[Dataset content]
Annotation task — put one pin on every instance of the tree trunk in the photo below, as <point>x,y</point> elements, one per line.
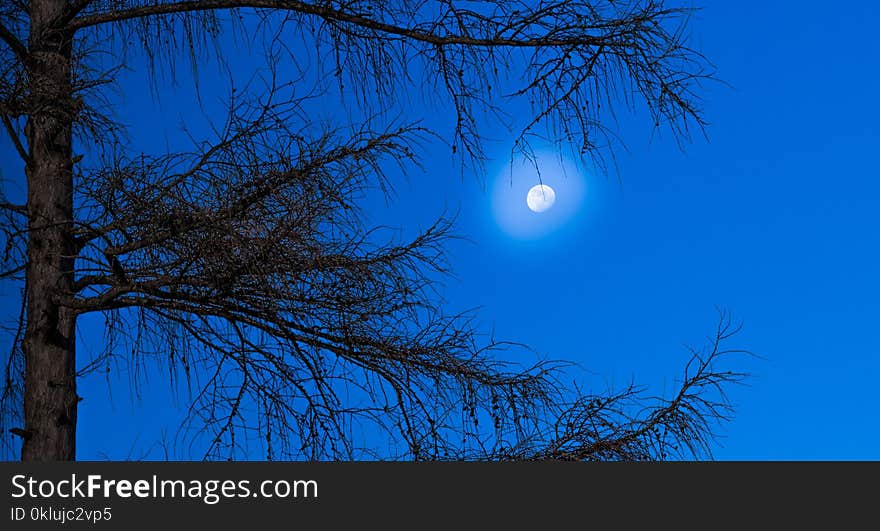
<point>50,399</point>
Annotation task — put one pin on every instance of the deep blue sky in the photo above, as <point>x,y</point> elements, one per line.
<point>774,218</point>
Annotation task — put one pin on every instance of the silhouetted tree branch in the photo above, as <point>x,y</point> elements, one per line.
<point>246,266</point>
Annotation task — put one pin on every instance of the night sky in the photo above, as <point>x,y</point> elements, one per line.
<point>772,217</point>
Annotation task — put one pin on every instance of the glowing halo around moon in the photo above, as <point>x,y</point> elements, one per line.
<point>540,198</point>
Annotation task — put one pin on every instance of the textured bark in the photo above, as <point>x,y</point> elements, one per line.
<point>50,399</point>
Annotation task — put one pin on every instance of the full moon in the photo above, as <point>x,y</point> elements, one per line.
<point>540,198</point>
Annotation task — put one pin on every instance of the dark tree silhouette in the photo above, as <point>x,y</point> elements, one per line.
<point>245,263</point>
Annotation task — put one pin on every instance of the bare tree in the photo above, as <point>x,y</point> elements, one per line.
<point>245,263</point>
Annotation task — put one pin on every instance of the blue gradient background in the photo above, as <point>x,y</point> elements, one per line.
<point>774,218</point>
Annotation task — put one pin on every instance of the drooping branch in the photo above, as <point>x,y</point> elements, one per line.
<point>13,136</point>
<point>341,15</point>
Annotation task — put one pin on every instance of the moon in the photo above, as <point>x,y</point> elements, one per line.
<point>540,198</point>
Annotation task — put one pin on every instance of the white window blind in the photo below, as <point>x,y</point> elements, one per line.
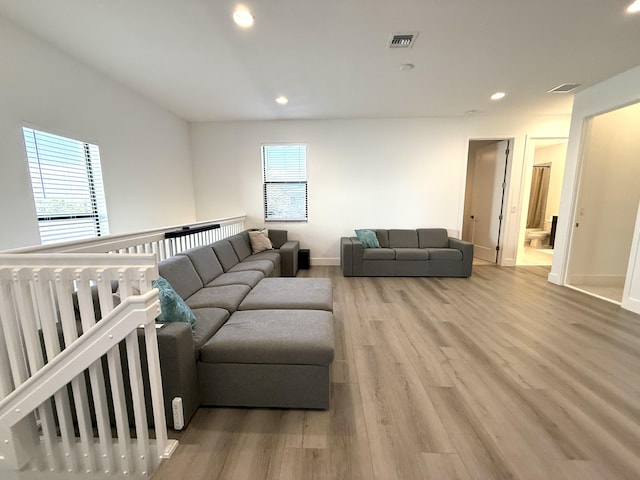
<point>285,182</point>
<point>66,179</point>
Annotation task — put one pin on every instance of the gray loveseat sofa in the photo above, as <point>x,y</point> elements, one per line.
<point>258,340</point>
<point>412,253</point>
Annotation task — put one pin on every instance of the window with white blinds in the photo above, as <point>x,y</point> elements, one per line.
<point>285,182</point>
<point>66,179</point>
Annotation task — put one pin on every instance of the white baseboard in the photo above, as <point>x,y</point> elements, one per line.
<point>554,278</point>
<point>595,279</point>
<point>325,262</point>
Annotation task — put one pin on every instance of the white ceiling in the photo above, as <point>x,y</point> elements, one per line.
<point>330,57</point>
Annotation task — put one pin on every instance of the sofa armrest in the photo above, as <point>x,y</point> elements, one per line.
<point>178,368</point>
<point>467,253</point>
<point>289,258</point>
<point>351,252</point>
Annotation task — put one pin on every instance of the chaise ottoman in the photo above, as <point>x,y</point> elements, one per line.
<point>290,293</point>
<point>269,358</point>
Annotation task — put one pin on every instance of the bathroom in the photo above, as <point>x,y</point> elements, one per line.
<point>543,202</point>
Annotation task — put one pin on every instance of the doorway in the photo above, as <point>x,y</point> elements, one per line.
<point>606,204</point>
<point>543,172</point>
<point>485,193</point>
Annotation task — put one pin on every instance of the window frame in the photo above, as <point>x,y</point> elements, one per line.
<point>39,153</point>
<point>299,182</point>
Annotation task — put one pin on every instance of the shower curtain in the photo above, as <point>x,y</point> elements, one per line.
<point>538,196</point>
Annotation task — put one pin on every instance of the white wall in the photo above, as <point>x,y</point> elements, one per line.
<point>145,154</point>
<point>608,198</point>
<point>380,173</point>
<point>618,91</point>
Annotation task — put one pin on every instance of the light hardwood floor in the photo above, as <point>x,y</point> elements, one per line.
<point>499,376</point>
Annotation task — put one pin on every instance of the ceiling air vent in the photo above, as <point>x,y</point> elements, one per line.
<point>565,88</point>
<point>402,40</point>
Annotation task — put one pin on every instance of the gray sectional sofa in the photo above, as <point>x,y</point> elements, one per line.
<point>423,252</point>
<point>258,340</point>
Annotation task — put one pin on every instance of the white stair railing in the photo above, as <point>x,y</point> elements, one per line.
<point>164,242</point>
<point>66,405</point>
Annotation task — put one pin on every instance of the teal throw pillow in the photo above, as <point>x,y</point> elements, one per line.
<point>172,305</point>
<point>368,238</point>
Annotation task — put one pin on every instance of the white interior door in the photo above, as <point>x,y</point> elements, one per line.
<point>487,198</point>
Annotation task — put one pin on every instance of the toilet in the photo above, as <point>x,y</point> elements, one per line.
<point>537,238</point>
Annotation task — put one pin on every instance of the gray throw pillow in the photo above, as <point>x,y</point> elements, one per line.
<point>368,238</point>
<point>171,304</point>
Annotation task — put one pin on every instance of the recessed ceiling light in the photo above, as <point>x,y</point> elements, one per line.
<point>243,17</point>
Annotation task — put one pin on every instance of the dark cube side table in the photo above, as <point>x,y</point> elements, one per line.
<point>304,258</point>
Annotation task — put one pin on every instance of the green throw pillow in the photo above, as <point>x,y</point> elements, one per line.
<point>171,304</point>
<point>368,238</point>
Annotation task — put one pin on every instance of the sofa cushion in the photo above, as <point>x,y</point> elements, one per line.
<point>226,254</point>
<point>208,322</point>
<point>249,277</point>
<point>172,307</point>
<point>241,244</point>
<point>383,238</point>
<point>285,337</point>
<point>264,266</point>
<point>259,241</point>
<point>272,255</point>
<point>412,254</point>
<point>226,296</point>
<point>368,238</point>
<point>403,238</point>
<point>205,262</point>
<point>181,274</point>
<point>433,238</point>
<point>379,254</point>
<point>436,254</point>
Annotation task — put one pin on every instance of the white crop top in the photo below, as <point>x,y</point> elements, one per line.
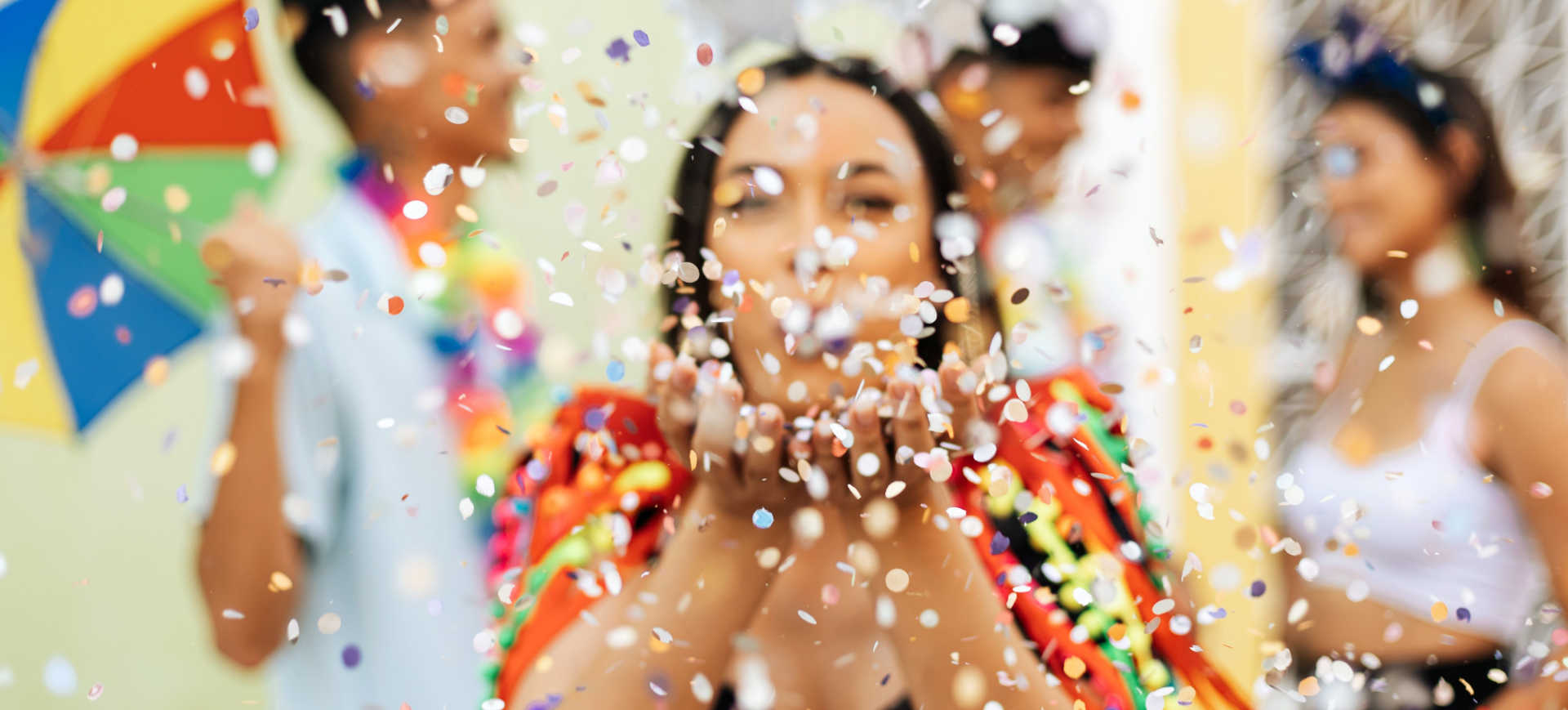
<point>1426,524</point>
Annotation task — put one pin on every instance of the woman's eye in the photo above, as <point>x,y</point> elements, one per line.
<point>1341,160</point>
<point>869,204</point>
<point>753,203</point>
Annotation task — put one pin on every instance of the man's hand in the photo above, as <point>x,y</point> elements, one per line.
<point>257,262</point>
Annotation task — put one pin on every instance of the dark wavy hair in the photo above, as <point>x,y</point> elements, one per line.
<point>1487,206</point>
<point>695,181</point>
<point>322,54</point>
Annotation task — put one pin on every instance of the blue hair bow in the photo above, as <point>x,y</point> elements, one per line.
<point>1355,56</point>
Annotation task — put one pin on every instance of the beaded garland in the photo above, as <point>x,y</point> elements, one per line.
<point>482,288</point>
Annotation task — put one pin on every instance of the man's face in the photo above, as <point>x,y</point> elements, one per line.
<point>453,92</point>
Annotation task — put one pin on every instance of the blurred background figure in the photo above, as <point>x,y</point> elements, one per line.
<point>1009,80</point>
<point>1419,496</point>
<point>356,359</point>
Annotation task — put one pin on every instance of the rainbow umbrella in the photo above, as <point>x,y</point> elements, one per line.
<point>129,127</point>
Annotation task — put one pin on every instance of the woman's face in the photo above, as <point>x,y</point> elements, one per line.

[Instruction]
Please write out all of the material above without changing a word, and omit any pictures.

[Final result]
Annotation task — put one pin on every instance of the tree trunk in the photo below, as <point>x,y</point> elements, one per line.
<point>50,399</point>
Annotation task — put one pin on every instance of the deep blue sky in the photo above, as <point>x,y</point> elements, one per line.
<point>774,218</point>
Annotation task — put one pin on every instance of the silhouetted tree branch in the photo above, as <point>x,y</point> elements, one per line.
<point>246,266</point>
Annotation task — put one pin on every instance of the night sky in the photo above, as <point>x,y</point> elements, one per line.
<point>772,217</point>
Annotation task — put one pin on every instance of the glowing halo around moon in the photo above, as <point>x,y</point> elements, one per line.
<point>540,198</point>
Annotation task — put one pin on every instance of the textured bark in the photo above, as <point>x,y</point> elements, one per line.
<point>50,399</point>
Annotation task — put one pin on every instance of the full moon in the photo above, as <point>x,y</point> elements, one per line.
<point>540,198</point>
Annotation task — put one pin on every instance of the dark tree silhouette in the photo above, as <point>x,y</point> elements, one per line.
<point>245,263</point>
Annotation task — put one pin on every instance of the bare tree in the photo above, as <point>x,y</point> elements, one per line.
<point>245,263</point>
Annotation task — put one pin on every instance of the blue gradient background in the photo above, as <point>x,y</point> elements, one per line.
<point>774,218</point>
Annotation task — put one pin on every instance of the drooping branch in the photo above, as <point>x,y</point> elements, one per line.
<point>13,136</point>
<point>341,15</point>
Annotation task — put one pin on every instance of the moon in the photo above, as <point>x,y</point> elements, one per line.
<point>540,198</point>
Annotation task — put one pin on every instance of the white window blind in the photo below, as <point>x,y</point> elements, one per line.
<point>285,182</point>
<point>66,179</point>
Annotation task — put one pin on every instance of the gray loveseat sofa in the photo above, as <point>x,y</point> elements, one per line.
<point>258,340</point>
<point>412,253</point>
Annotation task — put one pin on every instance of the window with white blinds in the photo above, as <point>x,y</point> elements, one per line.
<point>285,182</point>
<point>66,179</point>
Annotation task — put one pin on every instance of the white baseboard in the photo above, as <point>x,y</point> elements, one per line.
<point>554,278</point>
<point>595,279</point>
<point>325,262</point>
Annotation task — put one pin on every instance of the white ceiling in the photo above, as <point>x,y</point> elements, one per line.
<point>330,57</point>
Annotation task — put one pin on every instance of the sofa armrest in the photo above, as <point>x,y</point> elements, one per line.
<point>178,368</point>
<point>467,253</point>
<point>289,258</point>
<point>351,252</point>
Annotation task — put one pin on every instance of the chaise ottoman in the photo above, as <point>x,y</point> elements, one per line.
<point>290,293</point>
<point>269,358</point>
Annotation task — put one pin on every instance of the bathroom in the photo above, as <point>x,y</point> elements, one per line.
<point>543,202</point>
Annotation task — put one pin on every instance of the doorway in the photo above, as <point>x,y</point> elements, one per line.
<point>606,204</point>
<point>543,172</point>
<point>485,193</point>
Annotation task — put one pin on every instance of the window frame in the photo above, as <point>x,y</point> elements, one per line.
<point>39,153</point>
<point>299,182</point>
Annotation task — put one pin on every instance of the shower curtain in the photo above, as <point>x,y</point> elements, one per line.
<point>538,196</point>
Annotation task — put one pin on every instance of the white wall in the photo above, as <point>x,y</point> elements, one per line.
<point>145,154</point>
<point>608,198</point>
<point>380,173</point>
<point>618,91</point>
Annotation task — put one pin on every instance of the light hardwood floor in the photo above, as <point>x,y</point> elements, one per line.
<point>499,376</point>
Annotation task — put one pin on every instance of the ceiling air vent in the photo above, as <point>x,y</point> elements, one per line.
<point>565,88</point>
<point>402,40</point>
Annotation task — put one pin on every instance of the gray sectional sofa in the photo above, as <point>x,y</point> elements, one per line.
<point>423,252</point>
<point>258,340</point>
Annotation task — put one pin on every instance of the white stair railing in the photo above, as <point>x,y</point> elements, one per line.
<point>164,242</point>
<point>66,405</point>
Annotation task — put one pin on every instance of the teal throw pillow in the photo above, as <point>x,y</point> elements, one per line.
<point>172,305</point>
<point>368,238</point>
Annotation task — put one pin on every instance of the white interior door in the photo above, as <point>x,y</point> elements, one per line.
<point>487,198</point>
Annotation task — put one pin on every instance of the toilet in the photo above, as <point>x,y</point> elements, one per line.
<point>537,238</point>
Annotation task — put one pin on every instance of the gray throw pillow in the photo above, as <point>x,y</point> elements, one per line.
<point>368,238</point>
<point>171,304</point>
Annotation task — put one pin on every instance of the recessed ceiling light in the photo above, as <point>x,y</point> elements, one per line.
<point>243,17</point>
Annotation task — put one pin on every instance of the dark cube side table in the photo above, as <point>x,y</point> elements, one per line.
<point>304,258</point>
Annotation task — put one pin on every instance of the green throw pillow in the photo above, as <point>x,y</point> elements, one per line.
<point>171,304</point>
<point>368,238</point>
Annotation task — put one pin on every instance of the sofa cushion in the photo above, as <point>x,y</point> elements, one per line.
<point>226,254</point>
<point>208,322</point>
<point>249,277</point>
<point>172,307</point>
<point>241,244</point>
<point>383,238</point>
<point>285,337</point>
<point>264,266</point>
<point>259,241</point>
<point>272,255</point>
<point>412,254</point>
<point>226,296</point>
<point>368,238</point>
<point>403,238</point>
<point>205,262</point>
<point>181,274</point>
<point>433,238</point>
<point>379,254</point>
<point>436,254</point>
Annotation task — put one pin on every instance of the white crop top in the photo below, as <point>x,y</point> elements, one per line.
<point>1426,524</point>
Annotation task — put one pin on every instance of the woman's eye in the photo above, as <point>x,y</point> elements, one per line.
<point>1341,160</point>
<point>869,204</point>
<point>753,203</point>
Annotation task — put one pin on every instance of the man's hand in the photo above, as <point>x,y</point> elements, one per line.
<point>257,262</point>
Annotation task — put one pin on every instance of the dark wavy hair in the photo above, as <point>x,y</point> elements, one per line.
<point>1487,206</point>
<point>695,181</point>
<point>322,54</point>
Annotation task — put one pin on every instance of the blue hair bow in the photo above, as <point>x,y</point> elements, one per line.
<point>1355,56</point>
Annotation task — put one pin on every instance of the beaded garland in the photo above, as <point>x,y</point> elements, one per line.
<point>482,288</point>
Annotation task — put one pin on every instance of the man's face in the photo above, as <point>x,y</point> elements, one per line.
<point>453,92</point>
Annotation task — put one pin on every instance of the blurred background figure in the photo above, as <point>x,y</point> elements, one per line.
<point>1009,80</point>
<point>1419,496</point>
<point>356,359</point>
Annotation task — put one pin on every instance of the rainbow umbrella in the photo above, as <point>x,y</point> elements, one per line.
<point>129,127</point>
Annotation task — put one pin on every instance of the woman's face in the photo above, as <point>x,y</point> elements, one per line.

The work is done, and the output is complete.